Action item
Don't include any picture when you restate the data word for word.

Image-grounded pointing data
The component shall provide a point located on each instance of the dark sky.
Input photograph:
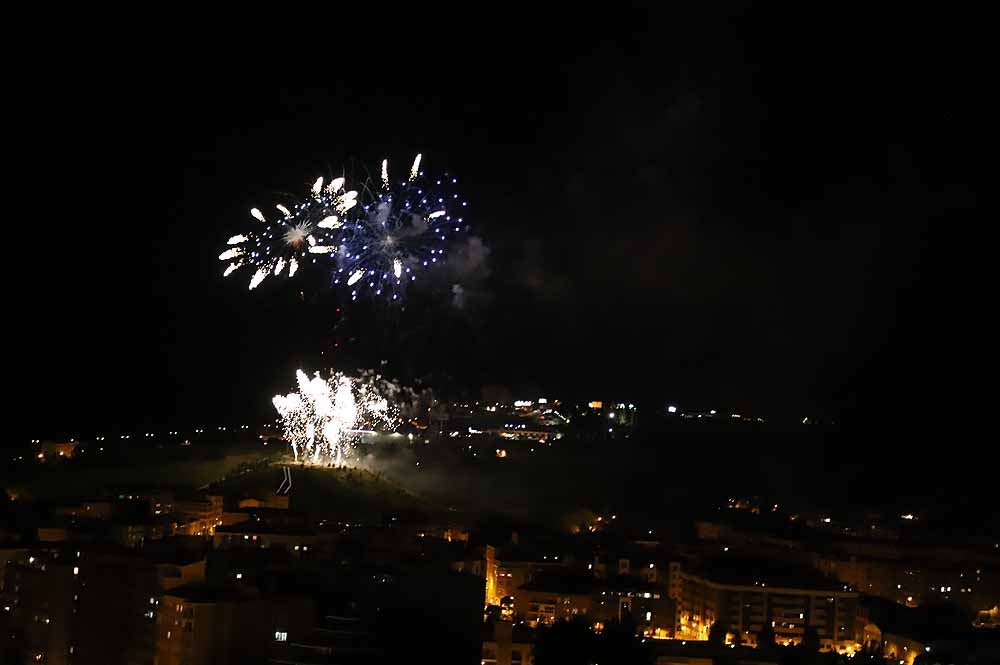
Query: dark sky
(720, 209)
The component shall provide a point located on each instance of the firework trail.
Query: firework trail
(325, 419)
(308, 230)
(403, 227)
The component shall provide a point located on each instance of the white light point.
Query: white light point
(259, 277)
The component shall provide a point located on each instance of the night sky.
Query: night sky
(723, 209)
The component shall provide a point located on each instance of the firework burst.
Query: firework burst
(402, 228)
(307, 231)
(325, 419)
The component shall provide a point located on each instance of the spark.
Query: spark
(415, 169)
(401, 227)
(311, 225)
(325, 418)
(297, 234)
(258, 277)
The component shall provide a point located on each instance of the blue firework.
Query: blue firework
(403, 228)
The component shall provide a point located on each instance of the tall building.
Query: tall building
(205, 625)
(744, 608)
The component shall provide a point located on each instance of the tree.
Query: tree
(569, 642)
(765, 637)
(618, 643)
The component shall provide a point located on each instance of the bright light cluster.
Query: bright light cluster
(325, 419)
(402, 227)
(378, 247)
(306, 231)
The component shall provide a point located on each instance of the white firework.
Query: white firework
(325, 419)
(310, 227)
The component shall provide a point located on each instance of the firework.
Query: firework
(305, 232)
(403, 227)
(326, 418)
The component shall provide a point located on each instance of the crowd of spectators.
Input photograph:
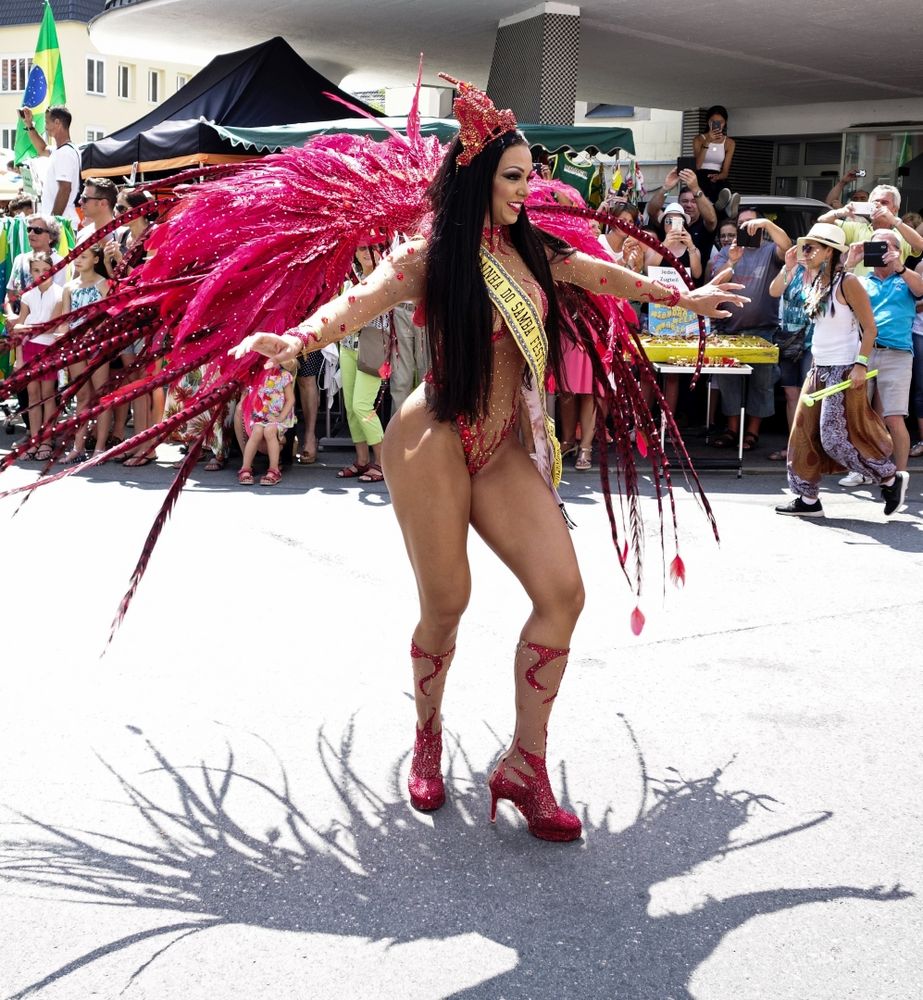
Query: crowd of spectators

Response for this exercise
The component shall provide a point located on each instance of the dark sky.
Input photograph:
Query: dark sky
(720, 209)
The component shall provide a point located on each instance of the firework trail.
Query: firework trail
(325, 419)
(308, 230)
(403, 227)
The component shall provide a point located on each instance of the white light point.
Query: white light point
(259, 277)
The component shall provide a point located on each instance of the night sky.
Query: night sky
(723, 209)
The component shall provide a point located on each instance of the firework burst.
Query: firework burst
(402, 228)
(307, 231)
(325, 419)
The component shall provide a point located on each instance of the spark.
Query: spark
(415, 169)
(401, 227)
(311, 225)
(325, 418)
(297, 234)
(258, 277)
The component shall provide a point located on each instance of the blue firework.
Query: blue firework
(403, 228)
The component shall provide a point located on each instance of the tall building.
Query: tall building
(205, 625)
(744, 608)
The component shall provide a point located on each instance of the tree.
Query: tree
(569, 642)
(765, 637)
(618, 643)
The component shall provide a point located on each instance of the bright light cluster.
Query: bright light cluster
(325, 419)
(402, 227)
(378, 247)
(306, 231)
The component shall provide a point located on each instance of the white firework.
Query: white firework
(325, 419)
(310, 227)
The component shall provide a point located on each instance of the firework.
Query: firework
(305, 232)
(403, 227)
(326, 418)
The component shall provide a point located on each instance of the crowd of spectators.
Input photograph:
Query: crowd of spectators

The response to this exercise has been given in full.